(STORED DATA begins)

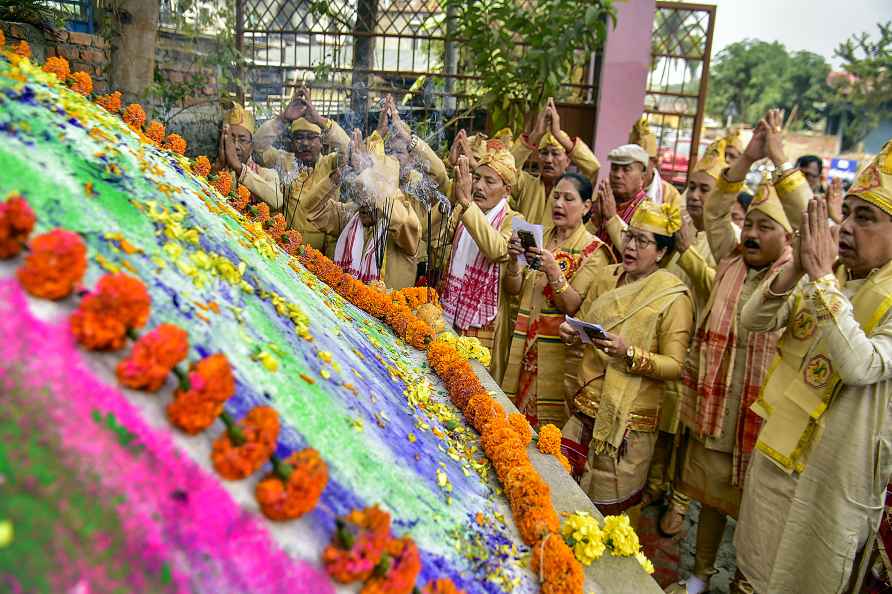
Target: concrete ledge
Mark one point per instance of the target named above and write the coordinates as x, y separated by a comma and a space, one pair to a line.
613, 575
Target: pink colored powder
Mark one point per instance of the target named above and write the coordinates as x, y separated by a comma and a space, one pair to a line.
208, 542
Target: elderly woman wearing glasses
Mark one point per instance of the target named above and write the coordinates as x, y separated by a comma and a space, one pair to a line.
646, 314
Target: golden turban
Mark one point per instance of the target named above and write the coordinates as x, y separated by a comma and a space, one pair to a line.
662, 219
302, 125
506, 136
874, 183
500, 160
767, 202
642, 136
733, 139
477, 143
375, 144
713, 161
548, 139
235, 115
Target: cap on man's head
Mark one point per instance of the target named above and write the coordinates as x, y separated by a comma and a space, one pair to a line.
302, 125
235, 115
628, 154
874, 182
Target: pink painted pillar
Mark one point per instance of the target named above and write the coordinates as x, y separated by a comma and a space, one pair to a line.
624, 69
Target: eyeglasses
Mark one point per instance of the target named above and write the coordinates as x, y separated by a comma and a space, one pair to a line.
641, 241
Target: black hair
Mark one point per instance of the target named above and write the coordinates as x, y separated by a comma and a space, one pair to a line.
584, 187
806, 160
665, 241
582, 183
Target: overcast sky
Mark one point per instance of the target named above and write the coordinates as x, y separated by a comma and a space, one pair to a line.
814, 25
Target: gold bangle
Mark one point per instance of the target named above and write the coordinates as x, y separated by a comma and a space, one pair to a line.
774, 295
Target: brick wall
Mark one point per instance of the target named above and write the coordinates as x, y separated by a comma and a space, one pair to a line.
176, 59
90, 53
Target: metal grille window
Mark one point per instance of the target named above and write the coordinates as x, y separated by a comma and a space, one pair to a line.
675, 98
413, 56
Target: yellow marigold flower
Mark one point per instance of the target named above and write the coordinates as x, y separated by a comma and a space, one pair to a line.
155, 131
583, 535
59, 66
202, 166
134, 116
111, 102
549, 440
646, 565
22, 48
620, 536
82, 83
175, 143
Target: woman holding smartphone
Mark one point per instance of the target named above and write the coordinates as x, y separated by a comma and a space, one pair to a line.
647, 316
550, 286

(STORED DATA ends)

-- WHAT THE TASK REQUIRES --
I need the number of lines in the entries that include "pink"; please give that number and nothing else.

-- RESULT --
2